Page:
▼

Journée de lutte contre l’homophobie et la transphobie Les droits LGBT dans le monde et les enjeux actuels

Dans notre confort au Québec, au Canada (et dans quelques pays européens), on a souvent le réflexe d’oublier que, chaque jour, les agressions contre les personnes LGBTQ s’expriment, et ce, partout dans le monde. À l’approche de la Journée internationale contre l’homophobie et la transphobie, le 17 mai, et conjointement avec la Fondation Émergence qui a tenue à braquer les projecteurs de sa campagne 2018 sur cet angle, il nous a semblé nécessaire de consacrer un dossier à la réalité que l’homosexualité est encore illégale dans 72 pays.

tiré de : Les droits LGBT dans le monde et les enjeux actuels De Infolettre de Fugues

Lutter contre l’homophobie

L’homophobie et la transphobie sont encore bien vivantes comme l’actualité internationale se charge régulièrement de nous le montrer. Pour atteindre l’égalité, il y a encore beaucoup de travail à faire, y compris de la part des États, dont certains sont encore très réticents à reconnaître les mêmes droits aux LGBT.

L’homophobie en déclin ?

Il est indéniable que bien des progrès ont été accomplis au cours des dernières décennies. Doucement mais sûrement, le nombre de lois qui cri-minalisent nos pratiques sexuelles décroît. Bien qu’elle ne soit pas toujours socialement bien perçue, l’homosexualité n’est aujourd’hui plus illégale dans la majorité des États du monde. Et un nombre important d’entre eux ont également adopté des lois interdisant différentes sortes de discrimination. C’est une progression lente et fragile comme le démontre les rapports sur l’homophobie d’État, produit par l’Association internationale des lesbiennes, gais, bisexuels, trans et intersexes (ILGA).

▲

Lignes fournies:
▼

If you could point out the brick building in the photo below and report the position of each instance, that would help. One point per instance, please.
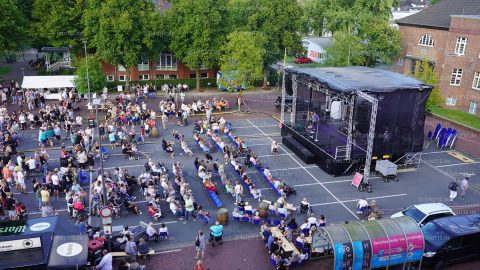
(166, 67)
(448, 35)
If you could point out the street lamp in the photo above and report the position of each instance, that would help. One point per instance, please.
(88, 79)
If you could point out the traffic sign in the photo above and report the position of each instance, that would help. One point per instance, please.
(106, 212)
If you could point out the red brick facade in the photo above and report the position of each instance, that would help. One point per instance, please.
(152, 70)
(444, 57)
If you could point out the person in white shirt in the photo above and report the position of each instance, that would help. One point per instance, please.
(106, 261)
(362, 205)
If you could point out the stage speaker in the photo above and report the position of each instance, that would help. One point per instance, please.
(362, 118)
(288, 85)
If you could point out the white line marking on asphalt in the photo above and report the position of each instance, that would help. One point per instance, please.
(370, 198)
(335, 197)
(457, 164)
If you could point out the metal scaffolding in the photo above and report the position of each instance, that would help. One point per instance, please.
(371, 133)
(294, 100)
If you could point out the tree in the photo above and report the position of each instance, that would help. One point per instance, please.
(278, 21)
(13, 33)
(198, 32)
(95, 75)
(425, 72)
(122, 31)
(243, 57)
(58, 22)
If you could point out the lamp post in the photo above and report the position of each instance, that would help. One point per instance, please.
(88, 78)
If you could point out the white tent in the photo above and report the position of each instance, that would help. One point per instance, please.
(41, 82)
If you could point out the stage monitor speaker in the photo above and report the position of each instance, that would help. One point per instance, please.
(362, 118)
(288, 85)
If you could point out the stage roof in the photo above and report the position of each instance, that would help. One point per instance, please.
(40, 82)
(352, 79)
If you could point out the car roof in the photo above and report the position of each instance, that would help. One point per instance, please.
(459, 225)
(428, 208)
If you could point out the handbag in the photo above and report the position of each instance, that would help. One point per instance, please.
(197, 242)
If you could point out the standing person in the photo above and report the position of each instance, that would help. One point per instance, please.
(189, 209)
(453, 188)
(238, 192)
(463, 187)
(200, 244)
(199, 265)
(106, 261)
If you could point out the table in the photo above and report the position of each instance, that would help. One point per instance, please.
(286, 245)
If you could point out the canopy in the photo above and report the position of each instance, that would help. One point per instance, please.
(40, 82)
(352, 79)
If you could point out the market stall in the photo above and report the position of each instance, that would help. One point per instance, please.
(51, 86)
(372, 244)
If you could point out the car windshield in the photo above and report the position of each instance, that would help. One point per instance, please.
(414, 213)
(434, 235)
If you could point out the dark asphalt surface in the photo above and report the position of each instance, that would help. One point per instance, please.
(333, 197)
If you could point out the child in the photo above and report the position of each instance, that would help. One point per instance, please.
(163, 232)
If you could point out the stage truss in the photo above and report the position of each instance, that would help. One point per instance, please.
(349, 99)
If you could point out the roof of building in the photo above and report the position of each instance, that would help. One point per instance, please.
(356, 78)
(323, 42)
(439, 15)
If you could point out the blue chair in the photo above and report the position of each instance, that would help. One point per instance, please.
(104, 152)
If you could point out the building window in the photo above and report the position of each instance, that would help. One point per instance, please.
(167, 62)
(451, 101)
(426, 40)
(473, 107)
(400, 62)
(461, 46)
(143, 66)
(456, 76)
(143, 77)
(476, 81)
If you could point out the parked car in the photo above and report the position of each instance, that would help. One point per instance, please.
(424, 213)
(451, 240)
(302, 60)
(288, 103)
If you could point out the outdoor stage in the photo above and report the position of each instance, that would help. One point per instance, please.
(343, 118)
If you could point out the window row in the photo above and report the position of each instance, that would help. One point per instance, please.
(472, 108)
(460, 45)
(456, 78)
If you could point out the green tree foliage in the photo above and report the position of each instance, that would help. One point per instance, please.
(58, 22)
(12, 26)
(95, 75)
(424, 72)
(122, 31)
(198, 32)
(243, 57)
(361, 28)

▲
▼

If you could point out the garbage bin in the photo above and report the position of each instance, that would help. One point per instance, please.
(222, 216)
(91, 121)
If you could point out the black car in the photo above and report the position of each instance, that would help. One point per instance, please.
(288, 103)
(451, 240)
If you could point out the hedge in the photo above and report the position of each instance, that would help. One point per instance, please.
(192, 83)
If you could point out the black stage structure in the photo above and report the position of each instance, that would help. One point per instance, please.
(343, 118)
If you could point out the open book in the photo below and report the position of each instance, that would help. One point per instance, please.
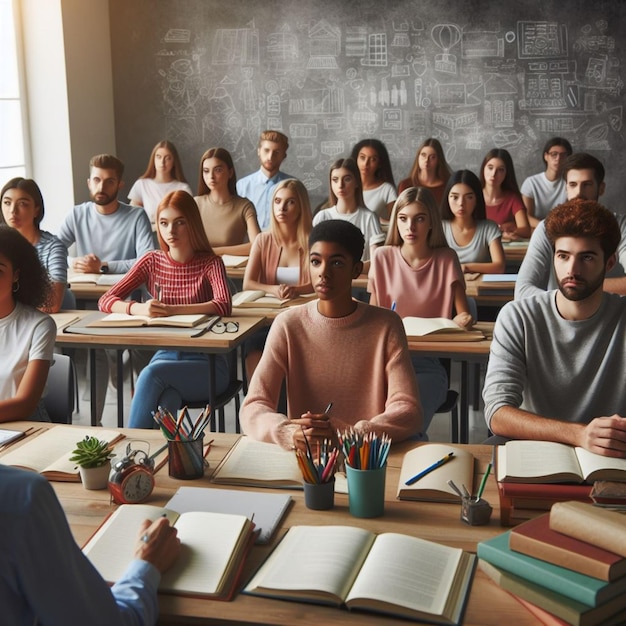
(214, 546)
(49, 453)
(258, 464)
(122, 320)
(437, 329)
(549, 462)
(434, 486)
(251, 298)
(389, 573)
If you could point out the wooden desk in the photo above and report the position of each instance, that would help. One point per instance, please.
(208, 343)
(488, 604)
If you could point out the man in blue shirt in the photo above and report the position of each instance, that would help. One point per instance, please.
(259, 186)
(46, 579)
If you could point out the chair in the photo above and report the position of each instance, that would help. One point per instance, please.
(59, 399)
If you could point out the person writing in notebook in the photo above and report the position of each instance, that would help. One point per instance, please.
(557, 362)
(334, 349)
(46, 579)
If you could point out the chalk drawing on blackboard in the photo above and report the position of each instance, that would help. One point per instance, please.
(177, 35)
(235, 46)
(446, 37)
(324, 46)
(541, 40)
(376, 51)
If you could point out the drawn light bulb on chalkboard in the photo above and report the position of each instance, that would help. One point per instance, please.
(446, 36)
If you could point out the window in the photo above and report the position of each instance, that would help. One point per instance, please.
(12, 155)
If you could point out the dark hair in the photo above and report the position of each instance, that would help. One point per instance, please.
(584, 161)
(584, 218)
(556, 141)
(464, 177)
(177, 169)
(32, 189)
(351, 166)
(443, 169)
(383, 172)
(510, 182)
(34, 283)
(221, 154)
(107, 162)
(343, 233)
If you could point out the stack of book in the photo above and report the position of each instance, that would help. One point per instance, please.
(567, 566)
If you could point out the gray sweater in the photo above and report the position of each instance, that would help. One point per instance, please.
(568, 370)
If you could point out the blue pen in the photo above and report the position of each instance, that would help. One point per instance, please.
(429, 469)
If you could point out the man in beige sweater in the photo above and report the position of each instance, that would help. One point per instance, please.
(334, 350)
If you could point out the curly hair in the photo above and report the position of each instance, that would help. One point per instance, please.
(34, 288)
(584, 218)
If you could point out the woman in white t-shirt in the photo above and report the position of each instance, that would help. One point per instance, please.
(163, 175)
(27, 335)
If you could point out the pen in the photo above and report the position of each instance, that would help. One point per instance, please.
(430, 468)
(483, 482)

▲
▼

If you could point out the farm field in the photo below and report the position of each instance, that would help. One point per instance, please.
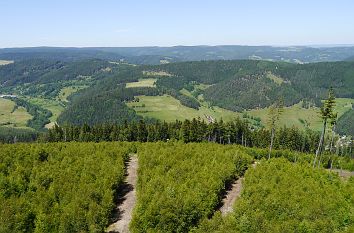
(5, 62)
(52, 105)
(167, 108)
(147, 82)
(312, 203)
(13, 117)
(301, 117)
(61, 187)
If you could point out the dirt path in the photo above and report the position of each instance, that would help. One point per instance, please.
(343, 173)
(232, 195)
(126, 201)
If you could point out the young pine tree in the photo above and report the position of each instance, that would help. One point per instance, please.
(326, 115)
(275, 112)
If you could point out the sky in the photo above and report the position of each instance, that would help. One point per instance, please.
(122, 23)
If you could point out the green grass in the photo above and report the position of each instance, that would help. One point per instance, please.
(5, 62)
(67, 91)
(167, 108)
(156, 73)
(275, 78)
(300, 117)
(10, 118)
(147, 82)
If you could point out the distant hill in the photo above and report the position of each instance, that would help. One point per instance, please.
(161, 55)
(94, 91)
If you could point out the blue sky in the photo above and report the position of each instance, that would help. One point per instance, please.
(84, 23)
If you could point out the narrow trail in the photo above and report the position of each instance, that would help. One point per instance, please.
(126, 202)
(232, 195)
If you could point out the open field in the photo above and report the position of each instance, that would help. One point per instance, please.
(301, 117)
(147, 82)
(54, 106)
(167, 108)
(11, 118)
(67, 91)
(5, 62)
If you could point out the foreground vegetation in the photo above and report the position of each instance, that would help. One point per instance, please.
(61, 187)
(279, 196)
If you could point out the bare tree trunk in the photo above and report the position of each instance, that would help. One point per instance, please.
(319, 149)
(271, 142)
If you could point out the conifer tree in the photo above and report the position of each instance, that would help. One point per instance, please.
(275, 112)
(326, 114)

▲

Travail demandé:
1/ Traduisez en anglais la phrase suivante, tirée de l'article sur les droits LGBT dans le monde : « Il est indéniable que bien des progrès ont été accomplis au cours des dernières décennies. »
2/ Rédigez la suite de l'article sur les droits LGBT dans le monde, en reprenant après sa dernière phrase.
Les lignes fournies ne sont d'aucune utilité pour ce travail.

Réponses par tâche:
1/ It is undeniable that a great deal of progress has been made over the past few decades.

2/
Au niveau global, des efforts croissants ont été entrepris à l’ONU pour prendre en compte cette problématique. À commencer par la création, en juillet, 2016 du poste d’expert indépendant chargé de la protection contre la violence et la discrimination fondées sur l’orientation sexuelle et l’identité de genre.

Belize et les Seychelles ont décidé en 2016 d’abroger leur loi criminalisant les actes sexuels entre personnes de même sexe adultes et consentantes, ramenant ainsi à 72 le nombre de pays qui criminalisent encore l’homosexualité dans le monde. Autre avancée, une reconnaissance croissante des unions, avec l’adoption de nouvelles lois dans ce sens en Slovénie, en Finlande et en Australie, qui porte à 24 le nombre de pays qui reconnaissent les mariages homosexuels et à 29 le nombre de ceux qui offrent un statut protecteur à ces unions. En tout, ce sont 124 pays qui n’ont aucune législation antigaie et 63 qui disposent d’une législation spécifique anti-discriminations.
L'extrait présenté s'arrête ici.